What to work on: In the text on Grammys snubs, translate this sentence into Spanish: "As you may have surmised, this is a deeply objective exercise."

Text shown:
The Greatest Grammys Snubs of All Time

Winners For Best New Artist Macklemore (C) and Ryan Lewis accept their trophy on stage as Pharrell Williams and Anna Kendrick, presenters, look on during the 56th Grammy Awards at the Staples Center in Los Angeles, California, January 26, 2014. Photo: Frederic J. Brown/AFP/Getty Images

According to leading experts in the very scientific field of complaining about things, there is no pastime more popular than griping about all the instances where the Grammys screwed up and gave an award to the wrong person. As you may have surmised, this is a deeply objective exercise. Maybe Blood, Sweat & Tears’ 1970 album really is better than the Beatles’ Abbey Road. Maybe that Lionel Richie album that has “All Night Long (All Night)” on it really was filled with back-to-back classics the same way that Purple Rain and Born in the U.S.A. were. With the benefit of hindsight, a lot of the choices the Grammys committee has made seem insane, but at the time things were probably a bit murkier. Nevertheless, presented here in chronological order, is our list of the Greatest Grammys Snubs. We stuck to the big categories — Album of the Year, Song of the Year, and Best New Artist — because they’re the most fun to get outraged about. These categories also say the most about where our collective consciousness was at during any given year and where the Grammys thought it was at, too. Spoiler alert: Kendrick Lamar and Beyoncé got snubbed a lot.

1970: Blood, Sweat & Tears’ Blood, Sweat & Tears over the Beatles’ Abbey Road, Johnny Cash’s At San Quentin, and Crosby Stills & Nash’s Crosby Stills & Nash
With all due respect to the jazz-rock legends in Blood, Sweat & Tears, whose 1968 self-titled album was daring enough to jam Traffic, Billie Holiday, Cream, and Erik Satie covers into the same track list and make it work, and whose “Spinning Wheel” slaps to this very day, the Recording Academy had one job in 1970, and that was to slide the Album of the Year trophy to one of the three masterworks of the late ’60s. Blood, Sweat & Tears is great, but At San Quentin? Crosby, Stills & Nash? Abbey Road!? These are epochal records within their respective forms. Blood, Sweat & Tears isn’t even the tightest mainstream jazz-fusion album from the same eligibility period. (What’s up, Chicago Transit Authority?) Swing and a miss. —Craig Jenkins

1970: Joe South’s “Games People Play” over Blood, Sweat & Tears’ “Spinning Wheel”

Given records:
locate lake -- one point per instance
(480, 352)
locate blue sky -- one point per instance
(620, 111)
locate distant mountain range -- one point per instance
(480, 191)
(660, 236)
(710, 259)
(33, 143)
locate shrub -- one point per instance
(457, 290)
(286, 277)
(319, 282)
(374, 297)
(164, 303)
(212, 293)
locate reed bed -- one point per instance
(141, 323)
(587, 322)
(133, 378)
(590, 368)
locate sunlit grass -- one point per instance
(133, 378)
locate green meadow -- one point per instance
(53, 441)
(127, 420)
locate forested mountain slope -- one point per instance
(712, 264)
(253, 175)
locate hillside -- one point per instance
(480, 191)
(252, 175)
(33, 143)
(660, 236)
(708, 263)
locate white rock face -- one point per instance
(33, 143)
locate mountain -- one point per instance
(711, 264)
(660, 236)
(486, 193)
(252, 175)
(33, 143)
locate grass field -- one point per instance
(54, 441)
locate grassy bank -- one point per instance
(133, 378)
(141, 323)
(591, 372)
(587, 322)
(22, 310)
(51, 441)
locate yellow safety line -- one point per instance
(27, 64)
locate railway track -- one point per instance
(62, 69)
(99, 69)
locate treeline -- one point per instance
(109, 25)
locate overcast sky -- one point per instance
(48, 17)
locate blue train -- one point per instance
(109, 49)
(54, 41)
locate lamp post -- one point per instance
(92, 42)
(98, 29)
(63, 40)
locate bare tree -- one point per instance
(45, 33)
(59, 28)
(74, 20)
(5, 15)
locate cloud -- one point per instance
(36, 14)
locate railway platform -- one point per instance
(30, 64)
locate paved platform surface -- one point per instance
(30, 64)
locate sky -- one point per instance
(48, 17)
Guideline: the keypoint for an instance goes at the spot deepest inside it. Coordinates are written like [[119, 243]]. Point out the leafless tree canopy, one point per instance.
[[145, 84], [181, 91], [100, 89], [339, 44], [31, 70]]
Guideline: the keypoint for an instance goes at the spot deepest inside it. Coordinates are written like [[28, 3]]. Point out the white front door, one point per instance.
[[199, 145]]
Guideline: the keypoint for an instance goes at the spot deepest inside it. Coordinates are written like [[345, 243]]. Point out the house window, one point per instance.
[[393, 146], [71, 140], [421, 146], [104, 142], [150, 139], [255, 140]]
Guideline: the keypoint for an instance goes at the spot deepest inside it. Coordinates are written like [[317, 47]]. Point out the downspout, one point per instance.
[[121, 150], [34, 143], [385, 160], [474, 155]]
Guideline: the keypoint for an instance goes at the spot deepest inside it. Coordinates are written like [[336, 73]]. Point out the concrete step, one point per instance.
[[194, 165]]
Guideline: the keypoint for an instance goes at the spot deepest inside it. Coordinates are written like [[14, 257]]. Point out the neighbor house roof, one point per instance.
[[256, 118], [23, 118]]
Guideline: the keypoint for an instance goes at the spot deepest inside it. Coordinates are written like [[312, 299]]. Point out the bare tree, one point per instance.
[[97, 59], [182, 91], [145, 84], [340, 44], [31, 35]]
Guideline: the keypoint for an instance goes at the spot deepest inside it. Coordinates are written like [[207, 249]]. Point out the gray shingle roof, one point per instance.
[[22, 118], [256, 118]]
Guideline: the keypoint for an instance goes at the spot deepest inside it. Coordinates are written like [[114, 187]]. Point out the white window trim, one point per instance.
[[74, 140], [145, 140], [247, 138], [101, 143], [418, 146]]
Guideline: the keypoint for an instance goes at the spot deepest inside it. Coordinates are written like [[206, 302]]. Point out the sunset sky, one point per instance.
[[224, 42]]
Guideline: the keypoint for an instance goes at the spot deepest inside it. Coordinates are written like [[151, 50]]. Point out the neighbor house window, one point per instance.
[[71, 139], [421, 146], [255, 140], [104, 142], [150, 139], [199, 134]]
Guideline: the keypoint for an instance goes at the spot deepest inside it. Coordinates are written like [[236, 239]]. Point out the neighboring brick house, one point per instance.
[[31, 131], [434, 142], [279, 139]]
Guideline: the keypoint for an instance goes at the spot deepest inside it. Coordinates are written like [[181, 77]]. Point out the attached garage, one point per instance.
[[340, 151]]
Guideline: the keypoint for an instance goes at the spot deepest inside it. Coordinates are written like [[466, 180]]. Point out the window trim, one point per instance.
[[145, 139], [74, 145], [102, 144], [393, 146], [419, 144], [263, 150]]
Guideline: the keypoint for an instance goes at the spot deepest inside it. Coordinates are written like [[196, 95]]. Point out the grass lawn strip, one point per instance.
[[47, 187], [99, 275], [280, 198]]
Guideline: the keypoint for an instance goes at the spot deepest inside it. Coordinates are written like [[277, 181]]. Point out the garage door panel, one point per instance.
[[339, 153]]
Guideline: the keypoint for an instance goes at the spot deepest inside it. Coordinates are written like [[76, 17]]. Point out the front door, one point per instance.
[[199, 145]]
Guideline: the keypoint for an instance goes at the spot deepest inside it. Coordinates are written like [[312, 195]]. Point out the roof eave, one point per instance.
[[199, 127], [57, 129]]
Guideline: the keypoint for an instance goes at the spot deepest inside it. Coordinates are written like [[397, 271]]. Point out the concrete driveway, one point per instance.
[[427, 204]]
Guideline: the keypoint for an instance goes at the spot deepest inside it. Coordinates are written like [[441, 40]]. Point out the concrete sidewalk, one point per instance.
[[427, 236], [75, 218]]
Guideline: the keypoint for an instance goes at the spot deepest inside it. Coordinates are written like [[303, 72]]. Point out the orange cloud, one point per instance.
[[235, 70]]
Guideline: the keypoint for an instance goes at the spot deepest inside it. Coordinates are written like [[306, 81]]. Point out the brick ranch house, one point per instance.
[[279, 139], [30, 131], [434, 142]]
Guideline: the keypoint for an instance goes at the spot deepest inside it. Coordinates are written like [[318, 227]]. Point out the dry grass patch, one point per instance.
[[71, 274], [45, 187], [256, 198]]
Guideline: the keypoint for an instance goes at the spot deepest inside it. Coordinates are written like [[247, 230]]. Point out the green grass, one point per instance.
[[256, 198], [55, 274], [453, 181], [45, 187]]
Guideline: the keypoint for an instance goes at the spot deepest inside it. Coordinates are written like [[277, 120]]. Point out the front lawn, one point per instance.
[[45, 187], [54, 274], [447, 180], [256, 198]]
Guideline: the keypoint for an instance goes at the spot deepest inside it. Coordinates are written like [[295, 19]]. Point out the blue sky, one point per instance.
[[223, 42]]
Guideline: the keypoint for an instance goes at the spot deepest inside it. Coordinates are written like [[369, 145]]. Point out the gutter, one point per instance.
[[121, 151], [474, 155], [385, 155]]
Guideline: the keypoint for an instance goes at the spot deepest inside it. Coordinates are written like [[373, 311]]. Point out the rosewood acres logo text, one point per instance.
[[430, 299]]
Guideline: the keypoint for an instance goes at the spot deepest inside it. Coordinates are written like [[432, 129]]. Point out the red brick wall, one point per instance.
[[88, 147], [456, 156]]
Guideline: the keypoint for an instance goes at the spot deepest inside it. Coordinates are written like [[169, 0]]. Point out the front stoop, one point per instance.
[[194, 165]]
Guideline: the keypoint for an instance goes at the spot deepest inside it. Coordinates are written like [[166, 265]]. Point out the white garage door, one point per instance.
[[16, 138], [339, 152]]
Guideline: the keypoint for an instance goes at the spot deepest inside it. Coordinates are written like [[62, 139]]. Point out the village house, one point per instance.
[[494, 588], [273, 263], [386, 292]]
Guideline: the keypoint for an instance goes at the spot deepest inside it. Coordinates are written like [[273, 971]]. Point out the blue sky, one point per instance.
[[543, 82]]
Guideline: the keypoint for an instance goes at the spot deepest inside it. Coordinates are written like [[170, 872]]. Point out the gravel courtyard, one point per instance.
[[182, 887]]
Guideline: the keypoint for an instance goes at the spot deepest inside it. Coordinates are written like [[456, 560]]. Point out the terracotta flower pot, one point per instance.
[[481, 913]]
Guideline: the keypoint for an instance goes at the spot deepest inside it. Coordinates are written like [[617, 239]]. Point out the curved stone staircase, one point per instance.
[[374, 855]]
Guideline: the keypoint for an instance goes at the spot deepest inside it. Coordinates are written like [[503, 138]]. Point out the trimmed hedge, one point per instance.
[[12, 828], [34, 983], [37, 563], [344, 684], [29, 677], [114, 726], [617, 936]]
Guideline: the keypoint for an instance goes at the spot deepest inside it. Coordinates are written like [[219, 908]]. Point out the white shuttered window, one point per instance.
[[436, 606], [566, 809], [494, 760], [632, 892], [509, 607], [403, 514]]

Correct response: Como habrás deducido, este es un ejercicio profundamente objetivo.